### EXERCISE:
Present the following data again exactly as it is shown.

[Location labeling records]
::::

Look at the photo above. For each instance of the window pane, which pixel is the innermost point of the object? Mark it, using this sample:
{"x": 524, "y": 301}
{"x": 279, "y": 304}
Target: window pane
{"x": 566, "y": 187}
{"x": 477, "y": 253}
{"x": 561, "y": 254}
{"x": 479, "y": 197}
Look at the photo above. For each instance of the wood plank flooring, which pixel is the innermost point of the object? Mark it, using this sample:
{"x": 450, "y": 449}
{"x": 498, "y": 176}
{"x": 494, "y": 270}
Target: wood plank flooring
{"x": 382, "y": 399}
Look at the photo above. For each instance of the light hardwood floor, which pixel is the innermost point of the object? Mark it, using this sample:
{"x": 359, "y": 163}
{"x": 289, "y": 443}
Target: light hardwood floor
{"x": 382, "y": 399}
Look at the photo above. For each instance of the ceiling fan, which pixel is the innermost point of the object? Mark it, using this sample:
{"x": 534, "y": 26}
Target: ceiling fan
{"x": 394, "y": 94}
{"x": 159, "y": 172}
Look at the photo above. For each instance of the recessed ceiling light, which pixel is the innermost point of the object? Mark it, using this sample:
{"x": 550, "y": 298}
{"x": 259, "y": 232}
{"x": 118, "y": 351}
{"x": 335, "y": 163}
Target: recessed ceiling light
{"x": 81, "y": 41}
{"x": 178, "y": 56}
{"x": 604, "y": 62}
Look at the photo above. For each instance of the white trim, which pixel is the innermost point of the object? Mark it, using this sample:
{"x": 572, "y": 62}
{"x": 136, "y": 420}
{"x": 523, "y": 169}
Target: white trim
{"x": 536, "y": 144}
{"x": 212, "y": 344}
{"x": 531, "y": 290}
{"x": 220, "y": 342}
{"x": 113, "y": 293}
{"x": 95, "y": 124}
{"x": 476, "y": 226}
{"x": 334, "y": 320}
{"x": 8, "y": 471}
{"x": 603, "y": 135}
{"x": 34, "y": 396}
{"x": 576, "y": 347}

::::

### SOLUTION:
Look at the photo above. For each instance of the window pane, which pixel is the innermost point of the object? Mark it, using this sample:
{"x": 524, "y": 301}
{"x": 279, "y": 304}
Target: window pane
{"x": 566, "y": 187}
{"x": 477, "y": 253}
{"x": 561, "y": 254}
{"x": 479, "y": 197}
Look at the photo above. For each instance of the wood plank flooring, which pixel is the innermost point of the object? Mark it, using this sample:
{"x": 450, "y": 449}
{"x": 498, "y": 176}
{"x": 494, "y": 270}
Target: wood plank flooring
{"x": 382, "y": 399}
Look at the photo above. For each instance of the light hardwood floor, which pixel is the innermost point of the object? Mark it, using this sample:
{"x": 359, "y": 163}
{"x": 289, "y": 443}
Target: light hardwood floor
{"x": 382, "y": 399}
Look at the photo above. For each instance of the ceiling fan, which pixel is the innermost point of the object? Mark it, using this sample:
{"x": 534, "y": 26}
Target: ceiling fan
{"x": 394, "y": 94}
{"x": 159, "y": 172}
Look at the photo above. For each instance of the recessed ceiling light, which pixel is the innermost point of the object? Mark it, using this sample:
{"x": 550, "y": 298}
{"x": 259, "y": 232}
{"x": 118, "y": 351}
{"x": 335, "y": 163}
Target: recessed ceiling light
{"x": 81, "y": 41}
{"x": 178, "y": 56}
{"x": 604, "y": 62}
Look at the photo above. For each instance of the white trim, which pixel is the innermost point of the object? Mark it, using this sample:
{"x": 572, "y": 62}
{"x": 136, "y": 420}
{"x": 523, "y": 169}
Target: white trim
{"x": 536, "y": 144}
{"x": 212, "y": 344}
{"x": 531, "y": 290}
{"x": 220, "y": 342}
{"x": 113, "y": 293}
{"x": 95, "y": 124}
{"x": 476, "y": 226}
{"x": 334, "y": 320}
{"x": 8, "y": 471}
{"x": 603, "y": 135}
{"x": 34, "y": 396}
{"x": 576, "y": 347}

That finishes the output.